[Data items]
+-------+

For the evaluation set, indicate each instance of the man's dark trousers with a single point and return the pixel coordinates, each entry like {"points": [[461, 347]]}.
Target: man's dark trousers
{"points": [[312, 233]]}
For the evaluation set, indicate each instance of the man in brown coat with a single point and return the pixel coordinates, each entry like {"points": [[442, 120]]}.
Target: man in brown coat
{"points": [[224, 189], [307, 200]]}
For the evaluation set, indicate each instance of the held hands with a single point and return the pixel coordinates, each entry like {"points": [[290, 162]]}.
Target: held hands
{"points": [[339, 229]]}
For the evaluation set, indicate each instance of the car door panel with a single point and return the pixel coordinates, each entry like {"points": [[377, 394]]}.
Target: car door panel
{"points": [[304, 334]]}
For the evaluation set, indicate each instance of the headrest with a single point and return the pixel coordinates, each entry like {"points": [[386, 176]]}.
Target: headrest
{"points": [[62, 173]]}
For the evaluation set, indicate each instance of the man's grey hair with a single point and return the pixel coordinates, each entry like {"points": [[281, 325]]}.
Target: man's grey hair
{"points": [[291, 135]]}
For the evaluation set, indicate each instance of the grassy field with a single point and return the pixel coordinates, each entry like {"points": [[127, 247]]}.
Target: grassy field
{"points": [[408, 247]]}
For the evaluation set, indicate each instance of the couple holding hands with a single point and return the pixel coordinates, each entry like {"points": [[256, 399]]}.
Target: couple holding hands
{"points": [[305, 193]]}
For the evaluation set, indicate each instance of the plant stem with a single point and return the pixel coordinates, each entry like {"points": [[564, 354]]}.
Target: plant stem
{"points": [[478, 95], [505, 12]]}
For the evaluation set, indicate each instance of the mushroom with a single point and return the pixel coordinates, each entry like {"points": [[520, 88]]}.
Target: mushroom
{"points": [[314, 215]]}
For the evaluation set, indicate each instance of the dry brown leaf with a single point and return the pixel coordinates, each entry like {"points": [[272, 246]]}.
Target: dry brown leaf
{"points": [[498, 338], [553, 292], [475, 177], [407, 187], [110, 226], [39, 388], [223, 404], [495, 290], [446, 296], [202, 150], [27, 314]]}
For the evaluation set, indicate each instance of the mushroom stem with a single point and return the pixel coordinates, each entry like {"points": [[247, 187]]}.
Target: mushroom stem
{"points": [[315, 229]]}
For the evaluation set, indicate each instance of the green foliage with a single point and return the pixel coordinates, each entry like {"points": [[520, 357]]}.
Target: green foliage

+-------+

- Directive
Word for word, quote the lines from the line containing "For the evaluation set, indicate each instance of the plant" through the end of the material, both included, and nothing else.

- Task solution
For the evaluation set, indicate each instance of the plant stem with a single point and return the pixel coordinates, each entry like {"points": [[564, 354]]}.
Target: plant stem
{"points": [[478, 95], [505, 12]]}
For the evaluation set, indicate each instance of the mushroom with a single point and return the pixel coordinates, each entry like {"points": [[520, 88]]}.
Target: mushroom
{"points": [[314, 215]]}
For the evaluation set, indicate each instance of the dry brown leaf with a single point and return the pixel coordinates, each entry like {"points": [[272, 246]]}.
Target: dry brown leaf
{"points": [[498, 338], [553, 292], [475, 177], [407, 187], [110, 226], [39, 388], [223, 404], [495, 290], [446, 296], [202, 150], [27, 314]]}
For the evaluation set, indicate each instance of the mushroom stem with a single point and return the pixel coordinates, each entry like {"points": [[247, 187]]}.
Target: mushroom stem
{"points": [[315, 229]]}
For the evaluation set, indicate each instance of the green foliage with a single point and return the pixel coordinates, each entry like {"points": [[520, 357]]}.
Target: green foliage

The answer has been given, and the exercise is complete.